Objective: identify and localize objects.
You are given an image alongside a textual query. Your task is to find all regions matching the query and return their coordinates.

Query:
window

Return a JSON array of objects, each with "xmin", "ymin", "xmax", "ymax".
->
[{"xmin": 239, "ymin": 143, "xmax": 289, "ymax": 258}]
++++
■ **Exercise task**
Using the data above, output each line exactly.

■ **In response**
Objective: identify and localize objects.
You are given an image alongside a textual query. Your task is to find all regions matching the query and return their coordinates.

Query:
window

Return a JSON array of objects, each with "xmin", "ymin", "xmax", "ymax".
->
[{"xmin": 239, "ymin": 143, "xmax": 289, "ymax": 258}]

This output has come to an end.